本文抜粋:
1931(昭和6)年から物語がスタートした「虎に翼」。主人公・とも(伊藤沙莉)の自宅や明律大学、カフェー「燈台」、裁判所まで、さまざまな場所が舞台となり、ロケとセットで撮影が行われました。

今週(第8週)は、戦争により寅子たちが生家を離れることに。美術チームを代表して、日髙一平さん(美術統括)、川名隆さん(デザイナー)の2人に「虎に翼」でもなじみ深いセットの数々を解説してもらいました。


キャストの芝居と衣装が際立つセットに

「全体的なことで言いますと、まず、初期のセットはトーンをぐっと抑えています。というのも、脚本がとてもテンポが良いですし、寅子役の伊藤沙莉さんも感情豊かなお芝居をされる方。ドラマとしてはそれを生かした作りになると思ったので、セットのほうは昭和初期の時代感や、戦争が迫って来る空気などを冷静に表現して、それをアシストしたいなと。

チーフ演出の梛川善郎さんが、古い日本映画のような雰囲気を映像で出したいともおっしゃっていたので、セットの色味は控えめに、しっとりと落ち着いた映像を目指しました。

実はセットの色味を控えめにしたのにはもう一つ理由があって、それは衣装との兼ね合いです。戦前は着物の柄もわりと華やかですし、猪爪家の人々は上等なものを着ています。ですから、セット自体は色を絞ることで、着物の色味などがより浮き上がってくることを狙いました」日髙さん

敢えて色彩を抑えたセットの中で、色鮮やかな衣装が映える。

ポインティングデータセットのレコード:
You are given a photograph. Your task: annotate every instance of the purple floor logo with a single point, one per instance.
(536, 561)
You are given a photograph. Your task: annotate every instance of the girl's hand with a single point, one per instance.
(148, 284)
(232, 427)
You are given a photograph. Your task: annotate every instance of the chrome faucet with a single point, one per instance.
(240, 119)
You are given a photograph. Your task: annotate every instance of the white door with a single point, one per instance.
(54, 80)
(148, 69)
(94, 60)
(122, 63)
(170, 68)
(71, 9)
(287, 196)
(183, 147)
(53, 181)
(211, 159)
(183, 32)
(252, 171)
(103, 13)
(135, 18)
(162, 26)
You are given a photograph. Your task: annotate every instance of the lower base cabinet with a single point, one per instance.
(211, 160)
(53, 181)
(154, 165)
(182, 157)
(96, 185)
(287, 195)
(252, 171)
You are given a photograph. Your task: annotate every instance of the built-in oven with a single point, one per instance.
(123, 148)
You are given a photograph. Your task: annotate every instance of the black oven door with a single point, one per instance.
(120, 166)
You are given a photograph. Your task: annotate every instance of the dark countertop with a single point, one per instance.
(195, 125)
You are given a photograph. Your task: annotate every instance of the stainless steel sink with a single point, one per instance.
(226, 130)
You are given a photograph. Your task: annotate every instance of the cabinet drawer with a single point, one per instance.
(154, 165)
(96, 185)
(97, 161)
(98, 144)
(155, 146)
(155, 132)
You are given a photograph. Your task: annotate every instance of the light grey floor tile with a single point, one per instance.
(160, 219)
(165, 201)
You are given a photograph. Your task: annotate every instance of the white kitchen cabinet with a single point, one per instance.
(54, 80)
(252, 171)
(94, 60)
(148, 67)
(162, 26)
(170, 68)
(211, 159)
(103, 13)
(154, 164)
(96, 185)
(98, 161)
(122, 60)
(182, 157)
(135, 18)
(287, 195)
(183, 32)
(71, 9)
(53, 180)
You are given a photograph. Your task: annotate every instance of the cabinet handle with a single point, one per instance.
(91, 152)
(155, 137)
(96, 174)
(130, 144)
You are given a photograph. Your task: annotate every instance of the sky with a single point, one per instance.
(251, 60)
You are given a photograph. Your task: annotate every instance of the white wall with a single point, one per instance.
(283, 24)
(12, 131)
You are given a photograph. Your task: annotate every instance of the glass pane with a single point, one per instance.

課題:
本文抜粋をもとに、次の問いに答えよ。
(a) 「虎に翼」の物語がスタートしたのは何年か。
(b) 美術統括を務めているのは誰か。
(c) チーフ演出の梛川善郎さんは、映像でどのような雰囲気を出したいと言っていたか。
これらのレコードは本文抜粋と関係がない。

回答:
(a) 1931(昭和6)年
(b) 日髙一平さん
(c) 古い日本映画のような雰囲気